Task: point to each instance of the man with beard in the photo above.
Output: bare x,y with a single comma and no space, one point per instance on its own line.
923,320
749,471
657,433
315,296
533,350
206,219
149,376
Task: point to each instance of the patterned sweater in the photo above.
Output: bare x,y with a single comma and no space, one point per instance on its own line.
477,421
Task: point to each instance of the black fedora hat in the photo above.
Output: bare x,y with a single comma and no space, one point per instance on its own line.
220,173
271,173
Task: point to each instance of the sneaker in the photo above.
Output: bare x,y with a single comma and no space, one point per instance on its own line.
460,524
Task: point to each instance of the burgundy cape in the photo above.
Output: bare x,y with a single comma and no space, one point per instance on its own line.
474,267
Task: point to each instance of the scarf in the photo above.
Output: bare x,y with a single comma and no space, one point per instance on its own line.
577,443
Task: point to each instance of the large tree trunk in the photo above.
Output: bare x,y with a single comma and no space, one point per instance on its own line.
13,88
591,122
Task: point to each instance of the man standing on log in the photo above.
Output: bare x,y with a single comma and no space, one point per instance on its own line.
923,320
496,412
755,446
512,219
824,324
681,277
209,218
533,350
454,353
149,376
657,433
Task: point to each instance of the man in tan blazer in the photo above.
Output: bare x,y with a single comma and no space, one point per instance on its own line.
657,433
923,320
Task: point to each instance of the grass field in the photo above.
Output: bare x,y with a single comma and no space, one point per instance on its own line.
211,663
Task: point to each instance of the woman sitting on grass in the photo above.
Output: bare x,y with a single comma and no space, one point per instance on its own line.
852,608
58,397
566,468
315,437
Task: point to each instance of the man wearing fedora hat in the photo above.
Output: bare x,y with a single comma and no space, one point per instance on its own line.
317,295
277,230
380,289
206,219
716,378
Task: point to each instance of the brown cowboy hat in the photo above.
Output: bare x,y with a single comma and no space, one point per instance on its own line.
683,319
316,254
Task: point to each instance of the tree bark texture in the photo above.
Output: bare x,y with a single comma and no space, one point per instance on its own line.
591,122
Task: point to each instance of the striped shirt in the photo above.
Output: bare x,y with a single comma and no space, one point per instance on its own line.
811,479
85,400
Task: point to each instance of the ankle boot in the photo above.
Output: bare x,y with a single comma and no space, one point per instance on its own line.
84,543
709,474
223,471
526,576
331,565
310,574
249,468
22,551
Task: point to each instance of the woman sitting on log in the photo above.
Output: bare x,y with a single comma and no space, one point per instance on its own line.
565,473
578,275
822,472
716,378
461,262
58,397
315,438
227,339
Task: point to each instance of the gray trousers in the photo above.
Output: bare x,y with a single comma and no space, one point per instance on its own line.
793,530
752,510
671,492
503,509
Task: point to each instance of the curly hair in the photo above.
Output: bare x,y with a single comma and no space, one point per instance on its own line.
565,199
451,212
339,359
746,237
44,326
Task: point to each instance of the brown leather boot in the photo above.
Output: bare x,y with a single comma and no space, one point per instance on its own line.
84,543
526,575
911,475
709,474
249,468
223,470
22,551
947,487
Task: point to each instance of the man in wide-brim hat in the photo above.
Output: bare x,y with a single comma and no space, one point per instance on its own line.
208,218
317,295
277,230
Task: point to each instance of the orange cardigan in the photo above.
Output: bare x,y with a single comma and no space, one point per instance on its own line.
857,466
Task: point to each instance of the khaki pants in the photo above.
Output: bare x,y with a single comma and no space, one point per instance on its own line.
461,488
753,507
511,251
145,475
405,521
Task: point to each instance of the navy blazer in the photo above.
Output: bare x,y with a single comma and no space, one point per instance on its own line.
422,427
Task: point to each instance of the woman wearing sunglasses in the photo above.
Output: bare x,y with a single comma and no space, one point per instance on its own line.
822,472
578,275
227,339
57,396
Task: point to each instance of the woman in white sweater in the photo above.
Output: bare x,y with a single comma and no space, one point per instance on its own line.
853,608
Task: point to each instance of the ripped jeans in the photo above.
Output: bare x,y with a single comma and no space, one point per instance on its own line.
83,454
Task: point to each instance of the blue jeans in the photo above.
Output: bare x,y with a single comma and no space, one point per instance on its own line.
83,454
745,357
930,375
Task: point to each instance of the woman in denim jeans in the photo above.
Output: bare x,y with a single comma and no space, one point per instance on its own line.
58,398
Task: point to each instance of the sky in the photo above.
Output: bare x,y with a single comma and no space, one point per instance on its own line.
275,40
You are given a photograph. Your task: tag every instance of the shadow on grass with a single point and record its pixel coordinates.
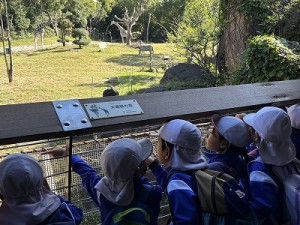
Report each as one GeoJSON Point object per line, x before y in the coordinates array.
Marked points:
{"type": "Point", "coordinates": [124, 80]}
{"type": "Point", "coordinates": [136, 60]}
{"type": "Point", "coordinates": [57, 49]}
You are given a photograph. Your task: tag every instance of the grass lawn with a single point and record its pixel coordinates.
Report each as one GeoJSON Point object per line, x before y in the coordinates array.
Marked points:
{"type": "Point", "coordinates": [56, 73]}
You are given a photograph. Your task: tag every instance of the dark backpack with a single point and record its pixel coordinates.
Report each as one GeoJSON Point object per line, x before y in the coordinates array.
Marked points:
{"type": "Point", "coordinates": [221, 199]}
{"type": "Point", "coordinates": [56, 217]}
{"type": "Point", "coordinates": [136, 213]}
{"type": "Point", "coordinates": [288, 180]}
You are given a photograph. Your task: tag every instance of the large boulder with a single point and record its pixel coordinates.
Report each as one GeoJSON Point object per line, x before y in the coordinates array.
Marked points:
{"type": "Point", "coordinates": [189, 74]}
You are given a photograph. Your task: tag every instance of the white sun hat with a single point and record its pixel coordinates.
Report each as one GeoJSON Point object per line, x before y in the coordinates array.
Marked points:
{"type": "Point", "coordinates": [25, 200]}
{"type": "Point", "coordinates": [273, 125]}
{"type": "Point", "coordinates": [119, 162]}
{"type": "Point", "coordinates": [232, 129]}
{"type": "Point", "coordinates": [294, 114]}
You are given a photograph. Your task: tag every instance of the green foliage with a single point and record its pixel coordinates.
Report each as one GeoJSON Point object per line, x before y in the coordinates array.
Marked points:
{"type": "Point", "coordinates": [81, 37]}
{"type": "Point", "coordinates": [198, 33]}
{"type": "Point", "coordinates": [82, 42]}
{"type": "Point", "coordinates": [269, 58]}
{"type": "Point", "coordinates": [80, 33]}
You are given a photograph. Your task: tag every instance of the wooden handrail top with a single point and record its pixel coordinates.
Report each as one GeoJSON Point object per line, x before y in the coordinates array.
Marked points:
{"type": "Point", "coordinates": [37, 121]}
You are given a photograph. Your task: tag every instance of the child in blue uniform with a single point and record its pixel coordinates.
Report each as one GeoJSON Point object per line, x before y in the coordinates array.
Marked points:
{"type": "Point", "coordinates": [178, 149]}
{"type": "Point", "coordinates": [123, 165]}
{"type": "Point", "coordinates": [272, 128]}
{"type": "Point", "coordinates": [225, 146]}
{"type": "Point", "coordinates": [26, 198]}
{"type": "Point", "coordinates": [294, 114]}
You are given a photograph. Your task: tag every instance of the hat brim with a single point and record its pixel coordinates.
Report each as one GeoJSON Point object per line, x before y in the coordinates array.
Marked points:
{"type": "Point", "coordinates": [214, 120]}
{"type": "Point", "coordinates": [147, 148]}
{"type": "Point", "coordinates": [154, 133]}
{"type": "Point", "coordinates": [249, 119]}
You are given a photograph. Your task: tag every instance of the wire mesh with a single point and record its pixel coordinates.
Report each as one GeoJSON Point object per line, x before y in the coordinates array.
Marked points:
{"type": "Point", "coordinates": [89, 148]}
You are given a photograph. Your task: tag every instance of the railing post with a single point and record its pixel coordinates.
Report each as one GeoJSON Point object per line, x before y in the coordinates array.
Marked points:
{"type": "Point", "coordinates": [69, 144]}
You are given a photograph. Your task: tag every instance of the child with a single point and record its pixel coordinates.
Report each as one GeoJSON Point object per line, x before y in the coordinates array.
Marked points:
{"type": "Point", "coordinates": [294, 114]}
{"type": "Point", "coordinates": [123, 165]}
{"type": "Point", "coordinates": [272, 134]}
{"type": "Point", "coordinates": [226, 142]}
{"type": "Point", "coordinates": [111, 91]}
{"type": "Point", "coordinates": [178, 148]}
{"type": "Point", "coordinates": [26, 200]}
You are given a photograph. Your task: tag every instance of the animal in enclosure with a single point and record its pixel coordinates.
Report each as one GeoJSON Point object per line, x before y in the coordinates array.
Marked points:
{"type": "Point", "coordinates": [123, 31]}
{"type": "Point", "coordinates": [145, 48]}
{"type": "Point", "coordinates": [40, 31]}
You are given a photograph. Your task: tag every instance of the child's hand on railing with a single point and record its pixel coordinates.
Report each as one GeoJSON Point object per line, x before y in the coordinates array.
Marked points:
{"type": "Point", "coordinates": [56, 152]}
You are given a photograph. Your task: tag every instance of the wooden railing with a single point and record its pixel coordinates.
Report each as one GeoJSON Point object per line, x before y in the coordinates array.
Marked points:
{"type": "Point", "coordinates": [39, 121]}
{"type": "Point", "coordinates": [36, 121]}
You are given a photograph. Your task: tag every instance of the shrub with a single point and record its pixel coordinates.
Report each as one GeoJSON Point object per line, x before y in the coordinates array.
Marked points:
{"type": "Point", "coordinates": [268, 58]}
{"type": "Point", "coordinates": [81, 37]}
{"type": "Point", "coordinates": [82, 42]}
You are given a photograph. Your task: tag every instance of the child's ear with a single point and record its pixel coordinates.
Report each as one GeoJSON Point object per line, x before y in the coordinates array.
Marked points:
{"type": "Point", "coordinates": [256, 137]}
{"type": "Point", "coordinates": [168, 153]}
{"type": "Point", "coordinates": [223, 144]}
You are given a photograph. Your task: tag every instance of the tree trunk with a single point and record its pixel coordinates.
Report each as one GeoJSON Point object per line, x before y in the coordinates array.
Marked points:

------------------------

Give back exactly the lines from the line containing "the wooden railing" to the end of the entries, and no other lines.

You are given a photograph. Your task: tag every instance of the wooden railing with a single point and record its pixel coordinates.
Report each as one GeoJSON Point object per line, x before y in the coordinates array.
Marked points:
{"type": "Point", "coordinates": [39, 121]}
{"type": "Point", "coordinates": [36, 121]}
You are given a photograph. Your task: tag every instance of the shrub with a single point and record its pixel coordinates.
Report each as one GeoJSON Point object per line, x before y in the coordinates array.
Marked points:
{"type": "Point", "coordinates": [268, 58]}
{"type": "Point", "coordinates": [81, 37]}
{"type": "Point", "coordinates": [82, 42]}
You are given a photograph. Your task: tag every instance of the child's ear with a single point and record its pixel coordinates.
Report each as one GeoJSON Point object per line, x before y in the coordinates array.
Marked points:
{"type": "Point", "coordinates": [256, 137]}
{"type": "Point", "coordinates": [168, 153]}
{"type": "Point", "coordinates": [223, 144]}
You are given a photograph. Your task: tag every instance of the tree trunk with a single point and record its pixel coordinates.
Report each as one GeoJSON Point object per line, x before y in the coordinates array.
Marked points:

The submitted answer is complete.